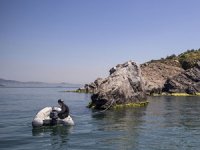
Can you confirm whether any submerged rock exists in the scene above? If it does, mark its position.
[90,61,146,109]
[163,62,200,94]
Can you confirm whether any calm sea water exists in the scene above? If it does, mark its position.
[0,88,200,150]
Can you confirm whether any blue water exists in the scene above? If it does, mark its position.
[0,88,200,150]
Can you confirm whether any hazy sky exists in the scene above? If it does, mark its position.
[0,0,200,83]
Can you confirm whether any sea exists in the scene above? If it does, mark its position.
[0,88,200,150]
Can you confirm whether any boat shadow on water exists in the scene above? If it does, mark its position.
[32,125,73,149]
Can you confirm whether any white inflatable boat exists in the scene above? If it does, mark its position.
[32,107,74,127]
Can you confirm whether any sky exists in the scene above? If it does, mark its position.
[0,0,200,84]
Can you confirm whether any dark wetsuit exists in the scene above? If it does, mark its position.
[58,103,69,119]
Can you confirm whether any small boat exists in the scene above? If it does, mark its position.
[32,107,74,127]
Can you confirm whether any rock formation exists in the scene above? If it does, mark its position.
[141,61,184,94]
[163,61,200,94]
[91,61,146,109]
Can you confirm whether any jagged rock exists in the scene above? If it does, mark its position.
[84,78,103,93]
[91,61,146,109]
[141,61,184,95]
[163,62,200,94]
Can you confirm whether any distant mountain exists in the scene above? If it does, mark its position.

(The task):
Retype the records above word for word, starting at the line that contains "Can you confirm whether any sky" and continuing through the last line of the records, both ends included.

(Result for this exercise):
Can you confirm whether any sky exists in the scene above? If it does, mark its position.
[0,0,200,84]
Can you confirm whether any dark wetsuit exists in the scene above? If it does, mark its position.
[58,103,69,119]
Can you confirm whether any small boat exists in the scene above? If it does, mark its position.
[32,107,74,127]
Can you confirm whether any rock formation exists in the scene above? If it does, mark its position.
[141,61,184,94]
[163,61,200,94]
[91,61,146,109]
Can you confirm whether any jagged rock exists in the scene above? If it does, mark its position.
[84,78,103,93]
[91,61,146,109]
[141,61,184,95]
[163,62,200,94]
Can you confirm whether any distant mountain exists in the scene above? If it does, mark its position.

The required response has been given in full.